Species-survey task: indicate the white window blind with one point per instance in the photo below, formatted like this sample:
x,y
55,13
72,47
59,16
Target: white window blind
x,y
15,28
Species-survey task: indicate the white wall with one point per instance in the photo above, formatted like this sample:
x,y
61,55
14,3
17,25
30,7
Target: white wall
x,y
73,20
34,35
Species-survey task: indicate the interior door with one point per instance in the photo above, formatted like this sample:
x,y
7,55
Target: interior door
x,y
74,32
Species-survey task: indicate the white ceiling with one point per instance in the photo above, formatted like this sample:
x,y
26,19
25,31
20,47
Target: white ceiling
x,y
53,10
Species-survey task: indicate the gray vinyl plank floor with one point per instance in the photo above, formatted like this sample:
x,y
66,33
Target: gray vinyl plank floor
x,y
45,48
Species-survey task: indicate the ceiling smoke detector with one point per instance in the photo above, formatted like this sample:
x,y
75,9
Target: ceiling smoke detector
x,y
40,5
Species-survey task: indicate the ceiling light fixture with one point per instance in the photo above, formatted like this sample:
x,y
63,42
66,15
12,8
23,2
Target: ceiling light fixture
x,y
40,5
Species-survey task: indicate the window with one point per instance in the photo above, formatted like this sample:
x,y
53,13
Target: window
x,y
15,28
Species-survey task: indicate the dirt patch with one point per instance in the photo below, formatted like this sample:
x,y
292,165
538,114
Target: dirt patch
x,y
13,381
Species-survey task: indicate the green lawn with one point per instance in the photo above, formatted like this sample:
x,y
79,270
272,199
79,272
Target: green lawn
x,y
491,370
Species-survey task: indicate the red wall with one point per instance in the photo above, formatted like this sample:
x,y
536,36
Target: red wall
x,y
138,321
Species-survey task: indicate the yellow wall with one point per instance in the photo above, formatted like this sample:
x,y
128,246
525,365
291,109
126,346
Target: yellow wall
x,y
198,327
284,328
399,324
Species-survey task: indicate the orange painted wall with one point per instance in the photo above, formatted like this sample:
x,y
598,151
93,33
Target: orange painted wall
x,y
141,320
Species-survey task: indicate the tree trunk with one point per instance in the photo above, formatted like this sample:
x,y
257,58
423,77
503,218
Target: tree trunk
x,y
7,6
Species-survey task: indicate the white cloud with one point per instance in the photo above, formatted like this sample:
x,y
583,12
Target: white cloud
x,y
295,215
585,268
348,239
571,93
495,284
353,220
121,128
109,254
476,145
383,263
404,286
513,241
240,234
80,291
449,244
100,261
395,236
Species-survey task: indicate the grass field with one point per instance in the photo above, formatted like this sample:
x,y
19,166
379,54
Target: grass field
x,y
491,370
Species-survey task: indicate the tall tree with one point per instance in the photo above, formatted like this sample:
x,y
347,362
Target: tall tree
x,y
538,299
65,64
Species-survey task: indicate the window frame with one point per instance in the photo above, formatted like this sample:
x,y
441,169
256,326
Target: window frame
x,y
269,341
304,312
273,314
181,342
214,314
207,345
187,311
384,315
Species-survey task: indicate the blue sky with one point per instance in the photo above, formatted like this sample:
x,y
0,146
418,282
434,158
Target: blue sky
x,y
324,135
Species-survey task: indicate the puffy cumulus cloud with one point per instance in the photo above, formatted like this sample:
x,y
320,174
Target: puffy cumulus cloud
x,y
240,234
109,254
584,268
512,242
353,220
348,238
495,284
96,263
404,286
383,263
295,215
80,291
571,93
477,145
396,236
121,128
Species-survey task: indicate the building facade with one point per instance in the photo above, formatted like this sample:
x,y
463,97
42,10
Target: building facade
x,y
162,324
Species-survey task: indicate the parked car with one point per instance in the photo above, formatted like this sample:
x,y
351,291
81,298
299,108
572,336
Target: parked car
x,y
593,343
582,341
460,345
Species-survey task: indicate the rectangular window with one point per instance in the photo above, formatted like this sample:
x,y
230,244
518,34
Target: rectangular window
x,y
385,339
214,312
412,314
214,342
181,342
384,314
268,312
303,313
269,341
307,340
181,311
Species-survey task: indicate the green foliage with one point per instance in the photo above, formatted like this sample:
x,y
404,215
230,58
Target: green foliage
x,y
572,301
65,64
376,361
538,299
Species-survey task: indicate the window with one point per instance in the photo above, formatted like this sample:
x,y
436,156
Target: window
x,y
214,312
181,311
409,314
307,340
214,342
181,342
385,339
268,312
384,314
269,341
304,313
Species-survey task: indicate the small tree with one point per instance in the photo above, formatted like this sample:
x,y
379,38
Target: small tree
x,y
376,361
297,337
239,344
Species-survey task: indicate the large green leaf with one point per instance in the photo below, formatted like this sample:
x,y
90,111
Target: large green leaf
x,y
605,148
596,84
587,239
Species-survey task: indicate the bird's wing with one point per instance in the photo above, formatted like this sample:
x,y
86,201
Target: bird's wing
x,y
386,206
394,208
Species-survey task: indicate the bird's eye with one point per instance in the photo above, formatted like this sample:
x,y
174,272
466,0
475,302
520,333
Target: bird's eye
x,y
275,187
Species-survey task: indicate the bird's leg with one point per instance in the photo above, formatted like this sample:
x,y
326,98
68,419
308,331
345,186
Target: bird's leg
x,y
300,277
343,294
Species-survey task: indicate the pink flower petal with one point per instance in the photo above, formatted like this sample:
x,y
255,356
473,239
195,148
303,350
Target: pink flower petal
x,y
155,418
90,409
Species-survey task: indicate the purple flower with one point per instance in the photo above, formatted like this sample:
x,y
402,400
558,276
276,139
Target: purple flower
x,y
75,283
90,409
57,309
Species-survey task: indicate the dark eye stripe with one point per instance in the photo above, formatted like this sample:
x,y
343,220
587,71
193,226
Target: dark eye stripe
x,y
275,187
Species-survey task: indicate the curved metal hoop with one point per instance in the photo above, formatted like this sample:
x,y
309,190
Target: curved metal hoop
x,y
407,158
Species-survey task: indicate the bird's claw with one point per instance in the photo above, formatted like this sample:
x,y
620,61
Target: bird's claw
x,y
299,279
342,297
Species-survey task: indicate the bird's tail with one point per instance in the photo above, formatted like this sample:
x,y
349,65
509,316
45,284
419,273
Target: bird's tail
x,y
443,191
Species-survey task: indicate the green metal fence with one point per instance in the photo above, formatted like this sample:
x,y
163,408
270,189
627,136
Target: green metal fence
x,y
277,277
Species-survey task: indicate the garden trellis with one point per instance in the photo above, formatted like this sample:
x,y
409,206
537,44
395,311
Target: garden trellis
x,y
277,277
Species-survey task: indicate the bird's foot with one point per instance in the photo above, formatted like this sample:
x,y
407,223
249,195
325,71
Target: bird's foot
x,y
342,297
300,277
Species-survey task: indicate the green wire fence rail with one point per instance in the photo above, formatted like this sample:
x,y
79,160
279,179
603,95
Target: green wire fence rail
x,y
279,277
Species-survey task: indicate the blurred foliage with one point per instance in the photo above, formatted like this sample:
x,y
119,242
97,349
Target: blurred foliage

■ Task description
Type out all of the material again, word for word.

■ Final answer
Species-survey task: indicate the white window blind with one point per instance in the photo below, formatted like this sample:
x,y
55,13
72,47
59,16
Target: white window blind
x,y
15,28
Species-survey task: indicate the white wall with one point per instance in the photo above, formatted like this sample:
x,y
61,55
14,3
17,25
30,7
Target: white wall
x,y
73,20
34,35
Species-survey task: indicate the interior door with one point per instance in the photo above, formatted like this sample:
x,y
7,55
Target: interior door
x,y
74,32
Species-survey task: indicate the white ceiling with one point per instance in the photo above, formatted like this sample:
x,y
26,19
25,31
20,47
Target: white ceiling
x,y
53,10
Species-survey task: indicate the gray vinyl plank floor with one point per instance in the photo above, formatted like this sample:
x,y
66,33
Target: gray vinyl plank floor
x,y
45,48
Species-survey task: indicate the ceiling smoke detector with one point per instance in the photo above, formatted like this sample:
x,y
75,9
Target: ceiling smoke detector
x,y
40,5
Species-survey task: indicate the ceiling light fixture with one point per instance in the photo above, formatted like this sample:
x,y
63,42
66,15
12,8
23,2
Target: ceiling light fixture
x,y
40,5
Species-survey task: indicate the window with one point per instance in the photo above, formatted like this sample:
x,y
53,13
Target: window
x,y
15,28
Species-survey task: indicate the dirt patch with one point per instance in the photo below, formatted like this sample:
x,y
292,165
538,114
Target: dirt patch
x,y
13,381
Species-survey task: indicate the green lawn with one point per instance in the photo above, formatted like this sample:
x,y
79,270
272,199
79,272
Target: green lawn
x,y
491,370
Species-survey task: indicate the red wall with one point per instance in the photo above, formatted like this sample:
x,y
536,36
Target: red wall
x,y
138,321
Species-survey task: indicate the yellow wall with one point per instance in the photo above, formatted like this sample:
x,y
128,246
525,365
291,109
126,346
Target: yellow wall
x,y
198,327
284,328
399,324
Species-survey task: indicate the orange painted wall with one point per instance in the photo above, formatted like this sample:
x,y
598,151
93,33
Target: orange painted wall
x,y
141,320
Species-survey task: indicate the tree trunk with one point per instance in the photo above, formatted like this sample:
x,y
257,58
423,77
503,218
Target: tree trunk
x,y
7,6
Species-survey task: indicate the white cloud with one point per instance in the photo above, formatted like this sample:
x,y
583,12
Target: white cloud
x,y
295,215
585,268
348,239
571,93
495,284
353,220
121,128
109,254
476,145
383,263
404,286
513,241
240,234
80,291
449,244
100,261
395,236
Species-survey task: indicate the grass field with one point per instance in the photo above, formatted like this sample:
x,y
19,166
379,54
Target: grass field
x,y
491,370
Species-survey task: indicate the tall tree with one point per instance in the photo above, formatted like this sample:
x,y
347,362
Target: tall tree
x,y
538,299
65,64
Species-survey task: indicate the window frame with one point per instance in the photo above, formatted like this sample:
x,y
441,169
256,326
Target: window frame
x,y
269,341
304,312
273,314
181,342
214,314
207,345
187,311
384,315
Species-survey task: indicate the blue sky with one point per instance in the photo above, formatted like this sample:
x,y
0,146
418,282
434,158
Target: blue sky
x,y
324,135
Species-survey task: indicate the puffy cumulus cloud with one point per instance in the photo above, formatted like this sample:
x,y
320,174
Target: puffy cumulus cloud
x,y
240,234
109,254
584,268
512,242
353,220
348,238
495,284
96,263
404,286
383,263
295,215
80,291
571,93
477,145
396,236
121,128
Species-survey task: indicate the building facade with one point per instance in the photo above, formatted like this sample:
x,y
463,97
42,10
Target: building facade
x,y
162,324
Species-survey task: indicate the parked car with one point per instance in the photo above, formatted like this sample:
x,y
351,291
81,298
299,108
572,336
Target: parked car
x,y
593,343
582,341
460,345
Species-survey task: indicate the rectangular window with one point per instance in the photo above, formatted like this sample:
x,y
230,244
518,34
Target: rectangular window
x,y
385,339
214,312
412,314
214,342
181,342
384,314
268,312
303,313
269,341
307,340
181,311
Species-survey task: indicate the green foliage with one point per instance in the photo above, formatted like this sample:
x,y
404,215
230,58
Target: green foliage
x,y
572,301
65,64
376,361
538,299
Species-survey task: indicate the window with one point per instance in the photo above, formatted like this sample:
x,y
436,156
Target: window
x,y
214,312
181,311
409,314
307,340
214,342
181,342
385,339
268,312
384,314
269,341
304,313
Species-survey task: indicate the small tree with one point per instance in the photo above, formatted like this sample:
x,y
379,38
Target: small tree
x,y
376,361
297,337
239,344
Species-survey task: indicate the large green leaf with one point per instance in the photo below, formatted like this sample:
x,y
90,111
Target: large green leaf
x,y
605,148
596,84
587,239
Species-survey task: indicate the bird's wing with one point per instance in the photo above, formatted like this sample:
x,y
86,201
Target: bird's wing
x,y
386,206
394,208
Species-survey task: indicate the bird's eye with one point per instance in the photo above, formatted like this sample:
x,y
174,272
466,0
475,302
520,333
Target: bird's eye
x,y
275,187
Species-survey task: indicate the bird's leg with one point per instance in the photo above, formatted like this sample:
x,y
326,98
68,419
308,331
345,186
Target: bird's leg
x,y
300,277
343,294
Species-survey task: indicate the pink flower petal with one point per instance in the photo above, formatted like this sample:
x,y
255,356
473,239
195,148
303,350
Target: pink flower petal
x,y
155,418
90,409
Species-survey task: indicate the purple flower with one point per instance in the photo above, formatted like this sample:
x,y
402,400
558,276
276,139
Target: purple flower
x,y
75,283
90,409
57,309
Species-survey task: indicate the dark eye stripe with one point per instance in the photo above, formatted like this sample:
x,y
343,220
587,71
193,226
Target: dark eye stripe
x,y
275,187
Species-survey task: indicate the curved metal hoop with one point per instance in the photo above, formatted like this sample:
x,y
309,190
Target: curved metal hoop
x,y
407,158
Species-survey task: indicate the bird's claw with one point per instance in the photo above, formatted like this sample:
x,y
620,61
Target: bird's claw
x,y
299,279
342,297
Species-survey task: indicate the bird's tail with one point per instance in the photo above, formatted like this sample:
x,y
349,65
509,316
45,284
419,273
Target: bird's tail
x,y
443,191
Species-survey task: indicate the green metal fence with one point per instance in the photo above, formatted like this sample:
x,y
163,408
270,189
627,136
Target: green metal fence
x,y
277,277
Species-survey task: indicate the garden trellis with one point per instance in the photo above, formatted like this sample:
x,y
409,206
537,44
395,311
Target: garden trellis
x,y
277,277
Species-survey task: indicate the bird's foot with one point per instance in the photo above, formatted like this sample:
x,y
407,223
249,195
325,71
Target: bird's foot
x,y
342,297
300,277
Species-survey task: indicate the green wire fence rail with one point per instance in the photo above, formatted like this sample:
x,y
79,160
279,179
603,95
Target: green wire fence rail
x,y
279,277
Species-survey task: indicate the blurred foliage with one point per instance in the photo above, formatted like this sample:
x,y
119,242
97,349
Target: blurred foliage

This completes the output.